**GOAL**
Rewrite the lines from the one containing "point_to MUST place one pin on each instance of the fish" through the final line as a numbered list, omitting any blank lines.

**EXTRACTED RECORDS**
....

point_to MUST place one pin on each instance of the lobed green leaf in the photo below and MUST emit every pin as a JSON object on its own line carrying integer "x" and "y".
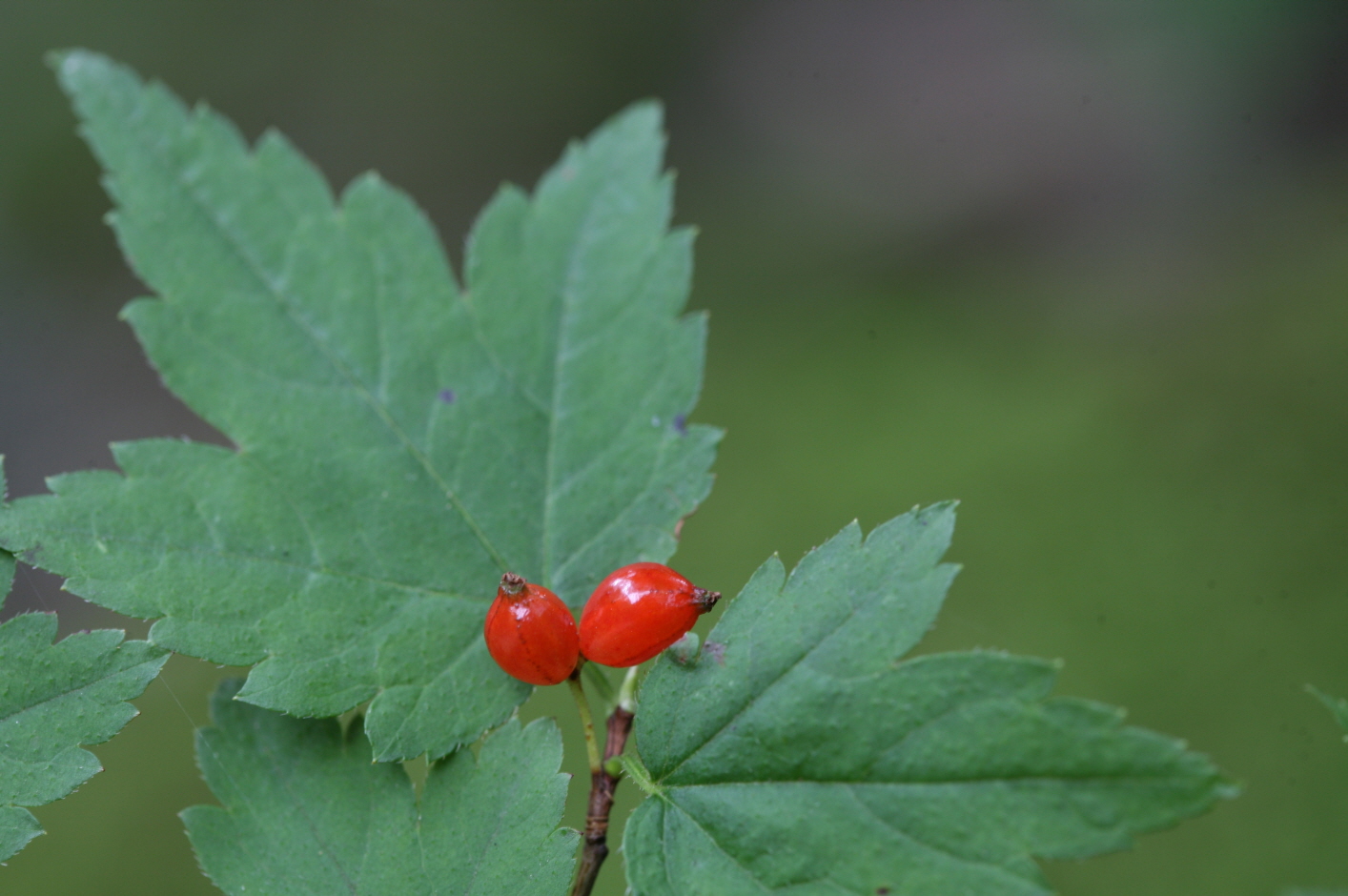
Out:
{"x": 800, "y": 755}
{"x": 52, "y": 698}
{"x": 306, "y": 811}
{"x": 398, "y": 440}
{"x": 1336, "y": 704}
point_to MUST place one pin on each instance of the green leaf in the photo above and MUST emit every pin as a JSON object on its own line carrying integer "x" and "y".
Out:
{"x": 1336, "y": 704}
{"x": 804, "y": 756}
{"x": 52, "y": 698}
{"x": 306, "y": 811}
{"x": 399, "y": 442}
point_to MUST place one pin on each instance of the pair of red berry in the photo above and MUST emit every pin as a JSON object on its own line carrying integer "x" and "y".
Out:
{"x": 634, "y": 615}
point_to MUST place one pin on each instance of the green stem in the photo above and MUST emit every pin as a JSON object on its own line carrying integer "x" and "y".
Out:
{"x": 586, "y": 723}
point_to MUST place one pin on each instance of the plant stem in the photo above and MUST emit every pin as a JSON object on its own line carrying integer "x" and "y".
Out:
{"x": 586, "y": 721}
{"x": 602, "y": 804}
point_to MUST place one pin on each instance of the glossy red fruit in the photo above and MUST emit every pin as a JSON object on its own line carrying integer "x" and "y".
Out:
{"x": 530, "y": 632}
{"x": 639, "y": 611}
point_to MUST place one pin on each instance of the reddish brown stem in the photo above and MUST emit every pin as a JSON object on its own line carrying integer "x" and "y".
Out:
{"x": 602, "y": 804}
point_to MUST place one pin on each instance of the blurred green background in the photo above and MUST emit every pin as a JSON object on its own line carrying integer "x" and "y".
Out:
{"x": 1078, "y": 264}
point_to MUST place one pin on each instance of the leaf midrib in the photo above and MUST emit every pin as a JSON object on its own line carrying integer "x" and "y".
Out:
{"x": 332, "y": 356}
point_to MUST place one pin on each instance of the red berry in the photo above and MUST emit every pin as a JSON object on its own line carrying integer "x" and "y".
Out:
{"x": 639, "y": 611}
{"x": 530, "y": 632}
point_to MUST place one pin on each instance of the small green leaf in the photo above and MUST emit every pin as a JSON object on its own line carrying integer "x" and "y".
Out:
{"x": 399, "y": 440}
{"x": 52, "y": 698}
{"x": 306, "y": 811}
{"x": 1336, "y": 704}
{"x": 809, "y": 759}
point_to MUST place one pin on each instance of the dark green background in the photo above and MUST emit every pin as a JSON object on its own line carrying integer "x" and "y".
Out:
{"x": 1080, "y": 266}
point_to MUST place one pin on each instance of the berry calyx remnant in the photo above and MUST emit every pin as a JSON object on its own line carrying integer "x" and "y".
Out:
{"x": 530, "y": 632}
{"x": 638, "y": 612}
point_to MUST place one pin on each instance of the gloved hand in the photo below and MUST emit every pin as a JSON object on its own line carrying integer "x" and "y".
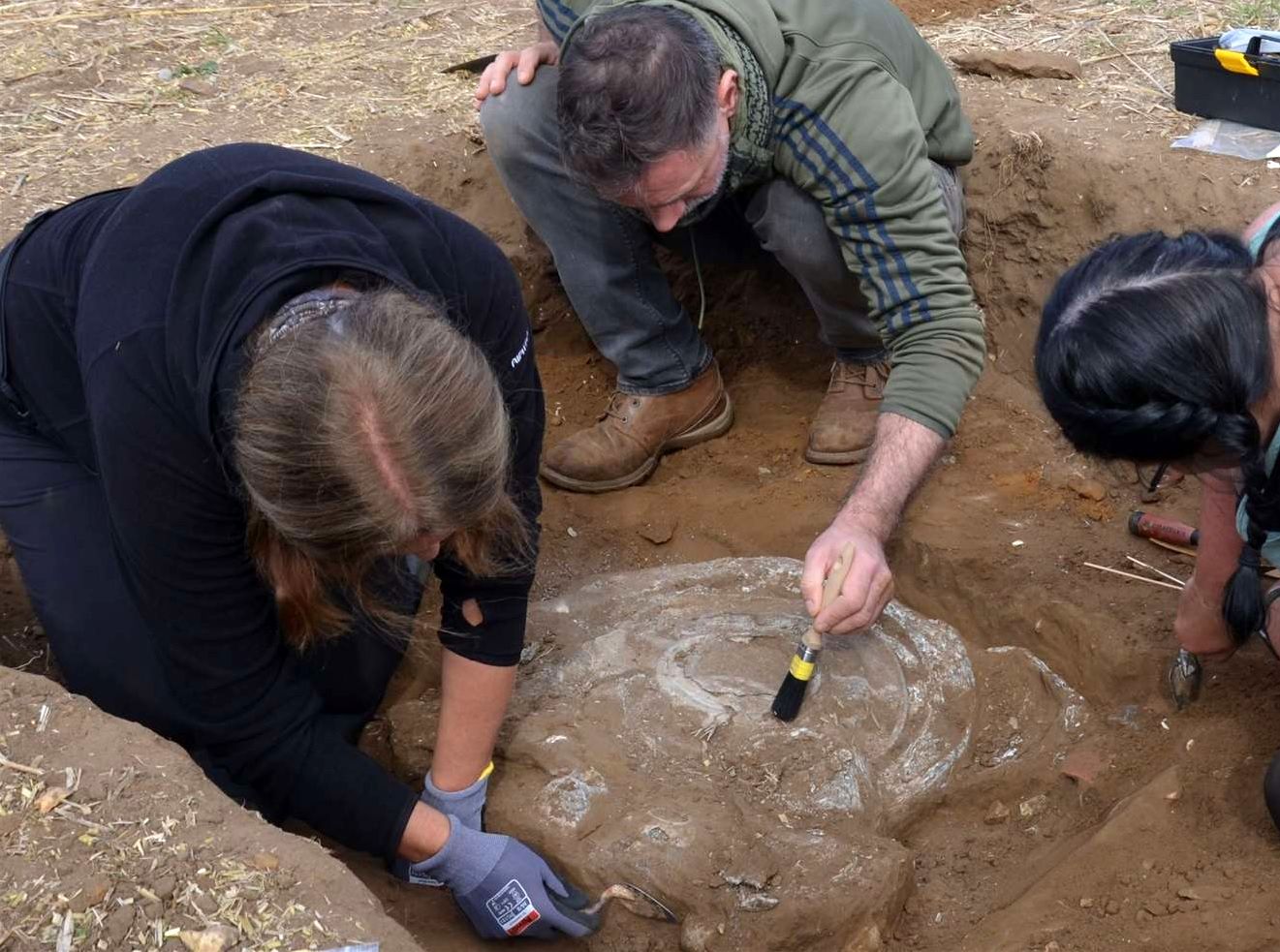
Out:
{"x": 467, "y": 804}
{"x": 505, "y": 888}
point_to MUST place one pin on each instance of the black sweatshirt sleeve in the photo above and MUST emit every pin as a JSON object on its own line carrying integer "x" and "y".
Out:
{"x": 493, "y": 315}
{"x": 179, "y": 537}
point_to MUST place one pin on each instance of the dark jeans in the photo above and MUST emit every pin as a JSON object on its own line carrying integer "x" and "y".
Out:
{"x": 606, "y": 260}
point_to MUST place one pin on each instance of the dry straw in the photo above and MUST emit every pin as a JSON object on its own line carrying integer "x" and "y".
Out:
{"x": 83, "y": 107}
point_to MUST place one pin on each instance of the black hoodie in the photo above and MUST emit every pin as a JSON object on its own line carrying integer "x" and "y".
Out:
{"x": 136, "y": 374}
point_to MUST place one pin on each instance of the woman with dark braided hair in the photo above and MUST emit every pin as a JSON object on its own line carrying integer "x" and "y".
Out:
{"x": 1155, "y": 349}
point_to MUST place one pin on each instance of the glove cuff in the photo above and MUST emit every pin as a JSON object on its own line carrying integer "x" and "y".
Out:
{"x": 463, "y": 861}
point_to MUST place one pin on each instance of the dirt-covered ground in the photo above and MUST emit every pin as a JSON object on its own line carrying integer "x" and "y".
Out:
{"x": 1167, "y": 845}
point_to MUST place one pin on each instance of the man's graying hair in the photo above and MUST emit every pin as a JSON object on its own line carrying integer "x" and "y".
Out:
{"x": 637, "y": 84}
{"x": 1155, "y": 349}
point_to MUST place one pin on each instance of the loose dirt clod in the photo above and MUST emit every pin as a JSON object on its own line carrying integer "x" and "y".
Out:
{"x": 1088, "y": 489}
{"x": 215, "y": 938}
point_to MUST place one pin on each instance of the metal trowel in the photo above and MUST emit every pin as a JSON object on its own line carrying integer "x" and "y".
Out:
{"x": 635, "y": 901}
{"x": 1184, "y": 678}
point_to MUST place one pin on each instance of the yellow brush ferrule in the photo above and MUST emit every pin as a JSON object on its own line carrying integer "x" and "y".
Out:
{"x": 800, "y": 668}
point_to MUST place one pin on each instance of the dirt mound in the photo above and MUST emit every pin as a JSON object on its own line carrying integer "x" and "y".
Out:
{"x": 116, "y": 837}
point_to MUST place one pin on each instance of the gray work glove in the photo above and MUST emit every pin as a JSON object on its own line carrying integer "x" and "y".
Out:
{"x": 505, "y": 888}
{"x": 467, "y": 805}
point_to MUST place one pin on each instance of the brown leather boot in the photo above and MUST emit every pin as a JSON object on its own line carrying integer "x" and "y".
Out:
{"x": 845, "y": 426}
{"x": 623, "y": 446}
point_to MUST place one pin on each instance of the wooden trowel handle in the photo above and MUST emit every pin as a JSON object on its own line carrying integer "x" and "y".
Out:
{"x": 830, "y": 592}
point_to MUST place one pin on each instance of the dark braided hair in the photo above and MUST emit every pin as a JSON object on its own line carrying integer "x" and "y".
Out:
{"x": 1155, "y": 349}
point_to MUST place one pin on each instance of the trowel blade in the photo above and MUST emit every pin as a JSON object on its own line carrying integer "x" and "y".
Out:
{"x": 645, "y": 904}
{"x": 1184, "y": 678}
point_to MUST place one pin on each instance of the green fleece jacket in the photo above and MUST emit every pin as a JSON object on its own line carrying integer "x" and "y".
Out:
{"x": 858, "y": 106}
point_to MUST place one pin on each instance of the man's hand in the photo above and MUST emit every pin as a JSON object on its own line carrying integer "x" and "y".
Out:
{"x": 900, "y": 459}
{"x": 466, "y": 804}
{"x": 525, "y": 62}
{"x": 505, "y": 888}
{"x": 866, "y": 589}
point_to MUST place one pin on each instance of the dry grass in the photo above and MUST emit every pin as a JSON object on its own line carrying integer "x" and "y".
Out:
{"x": 252, "y": 897}
{"x": 83, "y": 106}
{"x": 1123, "y": 45}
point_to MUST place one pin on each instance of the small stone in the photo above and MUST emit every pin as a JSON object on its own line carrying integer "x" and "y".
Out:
{"x": 659, "y": 531}
{"x": 215, "y": 938}
{"x": 118, "y": 925}
{"x": 265, "y": 861}
{"x": 92, "y": 893}
{"x": 51, "y": 797}
{"x": 205, "y": 903}
{"x": 1088, "y": 489}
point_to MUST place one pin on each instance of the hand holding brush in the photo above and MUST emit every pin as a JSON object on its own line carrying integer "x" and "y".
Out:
{"x": 790, "y": 696}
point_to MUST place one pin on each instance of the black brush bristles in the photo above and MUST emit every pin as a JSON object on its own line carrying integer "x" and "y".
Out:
{"x": 790, "y": 696}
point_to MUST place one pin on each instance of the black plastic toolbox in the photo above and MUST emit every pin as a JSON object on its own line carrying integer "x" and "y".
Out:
{"x": 1243, "y": 87}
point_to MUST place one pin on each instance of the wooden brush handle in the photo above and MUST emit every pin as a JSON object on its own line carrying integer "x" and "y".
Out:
{"x": 830, "y": 592}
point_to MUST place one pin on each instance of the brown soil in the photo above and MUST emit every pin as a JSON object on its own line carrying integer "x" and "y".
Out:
{"x": 105, "y": 823}
{"x": 1140, "y": 856}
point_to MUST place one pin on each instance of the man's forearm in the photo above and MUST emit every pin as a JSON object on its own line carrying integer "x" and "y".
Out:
{"x": 901, "y": 457}
{"x": 473, "y": 703}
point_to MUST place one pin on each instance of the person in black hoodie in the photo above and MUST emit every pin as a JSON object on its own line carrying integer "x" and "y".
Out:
{"x": 243, "y": 406}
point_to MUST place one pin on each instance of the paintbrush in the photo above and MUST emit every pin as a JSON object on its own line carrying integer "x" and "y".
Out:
{"x": 790, "y": 696}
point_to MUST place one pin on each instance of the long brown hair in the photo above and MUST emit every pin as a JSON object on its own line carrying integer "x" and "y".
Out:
{"x": 355, "y": 434}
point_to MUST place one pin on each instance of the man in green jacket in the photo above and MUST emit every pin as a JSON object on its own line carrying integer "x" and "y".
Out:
{"x": 829, "y": 134}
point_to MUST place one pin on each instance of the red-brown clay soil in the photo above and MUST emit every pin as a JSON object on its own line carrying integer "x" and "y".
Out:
{"x": 1188, "y": 873}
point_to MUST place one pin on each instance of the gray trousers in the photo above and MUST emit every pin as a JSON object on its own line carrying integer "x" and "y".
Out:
{"x": 605, "y": 254}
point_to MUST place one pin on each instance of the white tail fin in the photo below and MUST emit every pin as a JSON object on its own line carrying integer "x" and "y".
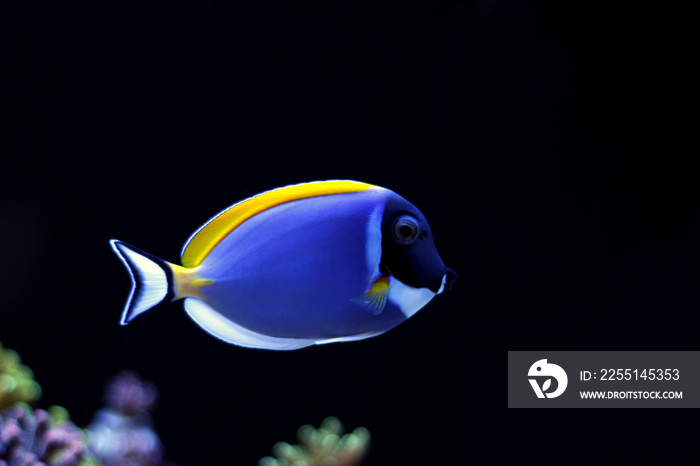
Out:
{"x": 151, "y": 280}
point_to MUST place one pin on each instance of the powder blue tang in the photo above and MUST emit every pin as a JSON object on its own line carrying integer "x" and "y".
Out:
{"x": 305, "y": 264}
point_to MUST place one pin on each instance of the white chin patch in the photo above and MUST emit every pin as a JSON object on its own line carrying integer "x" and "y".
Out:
{"x": 410, "y": 300}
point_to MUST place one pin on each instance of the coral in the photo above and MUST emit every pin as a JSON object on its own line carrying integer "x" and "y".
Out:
{"x": 122, "y": 433}
{"x": 326, "y": 446}
{"x": 34, "y": 438}
{"x": 16, "y": 381}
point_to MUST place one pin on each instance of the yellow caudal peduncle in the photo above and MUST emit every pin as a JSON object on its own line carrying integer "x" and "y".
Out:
{"x": 188, "y": 283}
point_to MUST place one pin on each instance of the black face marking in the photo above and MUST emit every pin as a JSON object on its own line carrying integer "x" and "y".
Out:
{"x": 412, "y": 262}
{"x": 405, "y": 229}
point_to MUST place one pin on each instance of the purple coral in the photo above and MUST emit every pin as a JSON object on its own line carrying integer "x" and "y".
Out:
{"x": 122, "y": 434}
{"x": 127, "y": 394}
{"x": 30, "y": 438}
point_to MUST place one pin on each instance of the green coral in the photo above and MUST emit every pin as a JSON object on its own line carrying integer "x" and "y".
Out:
{"x": 326, "y": 446}
{"x": 17, "y": 382}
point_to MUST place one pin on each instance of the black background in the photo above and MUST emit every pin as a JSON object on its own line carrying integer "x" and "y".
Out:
{"x": 549, "y": 145}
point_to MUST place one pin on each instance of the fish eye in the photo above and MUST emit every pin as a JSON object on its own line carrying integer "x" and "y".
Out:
{"x": 405, "y": 230}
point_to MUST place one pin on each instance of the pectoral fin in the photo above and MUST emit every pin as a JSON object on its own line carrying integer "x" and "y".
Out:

....

**SOLUTION TO THE PROBLEM**
1. point_to MUST place one pin on each instance of the fish eye in the photo above and MUST emit every pin as a JSON object on its own line carrying integer "x" and "y".
2. Out:
3. {"x": 405, "y": 230}
4. point_to MUST place one pin on each instance of the pectoral fin in the photo above and MUST emit every pin as a JSON object on its own line carrying integer "x" and "y".
5. Out:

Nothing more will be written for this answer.